(A block of data)
*-*-*
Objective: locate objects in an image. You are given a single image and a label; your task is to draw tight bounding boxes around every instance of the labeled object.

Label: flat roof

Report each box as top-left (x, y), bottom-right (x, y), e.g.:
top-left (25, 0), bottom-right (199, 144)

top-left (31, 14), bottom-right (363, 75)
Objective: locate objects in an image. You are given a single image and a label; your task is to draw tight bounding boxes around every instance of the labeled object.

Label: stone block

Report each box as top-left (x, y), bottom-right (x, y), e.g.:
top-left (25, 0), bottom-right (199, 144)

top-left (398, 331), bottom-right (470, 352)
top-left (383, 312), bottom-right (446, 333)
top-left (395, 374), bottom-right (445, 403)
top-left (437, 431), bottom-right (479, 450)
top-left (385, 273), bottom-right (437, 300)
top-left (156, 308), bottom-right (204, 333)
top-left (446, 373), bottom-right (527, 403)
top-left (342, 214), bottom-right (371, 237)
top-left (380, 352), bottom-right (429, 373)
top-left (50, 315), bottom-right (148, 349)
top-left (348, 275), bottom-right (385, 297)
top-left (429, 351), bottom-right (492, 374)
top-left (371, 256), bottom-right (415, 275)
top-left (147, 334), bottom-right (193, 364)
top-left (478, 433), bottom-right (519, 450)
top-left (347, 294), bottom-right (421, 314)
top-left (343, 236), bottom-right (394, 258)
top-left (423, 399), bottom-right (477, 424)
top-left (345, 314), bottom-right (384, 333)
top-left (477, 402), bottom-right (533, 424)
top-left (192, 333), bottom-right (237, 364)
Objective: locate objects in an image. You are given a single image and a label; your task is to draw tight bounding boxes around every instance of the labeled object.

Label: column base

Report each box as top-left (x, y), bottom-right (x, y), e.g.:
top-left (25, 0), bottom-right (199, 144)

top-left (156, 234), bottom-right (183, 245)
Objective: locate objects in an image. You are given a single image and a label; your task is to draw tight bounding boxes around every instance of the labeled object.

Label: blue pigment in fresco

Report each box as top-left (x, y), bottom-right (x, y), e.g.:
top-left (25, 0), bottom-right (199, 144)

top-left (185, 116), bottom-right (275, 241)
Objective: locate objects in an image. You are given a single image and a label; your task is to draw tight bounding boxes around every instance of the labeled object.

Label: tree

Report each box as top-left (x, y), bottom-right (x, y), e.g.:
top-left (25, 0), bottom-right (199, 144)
*-*-*
_EXERCISE DESCRIPTION:_ Substitute "pillar base" for "column base" in the material, starting at its first line and stopping after the line that has "top-left (185, 116), bottom-right (275, 241)". Return only those lines, with nothing else changed.

_OUTPUT FOR THIS EXERCISE:_
Objective: locate objects in an image. You are given a single image and a label; your task is to draw tight bounding boxes around every instance of the labeled object.

Label: flat roof

Report each box as top-left (x, y), bottom-right (x, y), e.g.:
top-left (25, 0), bottom-right (199, 144)

top-left (31, 14), bottom-right (363, 75)
Objective: locate objects in an image. You are given a single image and a label; your task is to draw tight bounding boxes around every instance of the labeled object.

Label: stone block

Report each box as top-left (x, y), bottom-right (x, y), e.g.:
top-left (25, 0), bottom-right (199, 144)

top-left (398, 331), bottom-right (470, 352)
top-left (383, 312), bottom-right (446, 333)
top-left (395, 374), bottom-right (445, 403)
top-left (437, 431), bottom-right (479, 450)
top-left (385, 273), bottom-right (437, 300)
top-left (156, 308), bottom-right (204, 333)
top-left (446, 373), bottom-right (527, 403)
top-left (342, 214), bottom-right (371, 237)
top-left (380, 352), bottom-right (429, 373)
top-left (50, 315), bottom-right (148, 349)
top-left (348, 275), bottom-right (385, 297)
top-left (429, 351), bottom-right (492, 374)
top-left (371, 256), bottom-right (415, 275)
top-left (147, 334), bottom-right (193, 364)
top-left (478, 433), bottom-right (519, 450)
top-left (347, 294), bottom-right (421, 314)
top-left (343, 236), bottom-right (394, 258)
top-left (423, 399), bottom-right (477, 424)
top-left (345, 314), bottom-right (384, 333)
top-left (477, 402), bottom-right (533, 424)
top-left (192, 333), bottom-right (237, 364)
Objective: locate objects in an image. You are given a single image and a label; your task is to draw tight bounding boxes around every instance of the labeled object.

Label: pillar base

Report each box as top-left (x, y), bottom-right (x, y), e.g.:
top-left (25, 0), bottom-right (199, 144)

top-left (156, 234), bottom-right (183, 245)
Objective: locate objects in an image. You are given a single image and a label; your task is to draw tight bounding boxes around every instance of the labeled object.

Label: blue pigment in fresco

Report each box as top-left (x, y), bottom-right (x, y), e.g.:
top-left (25, 0), bottom-right (199, 144)

top-left (185, 116), bottom-right (275, 241)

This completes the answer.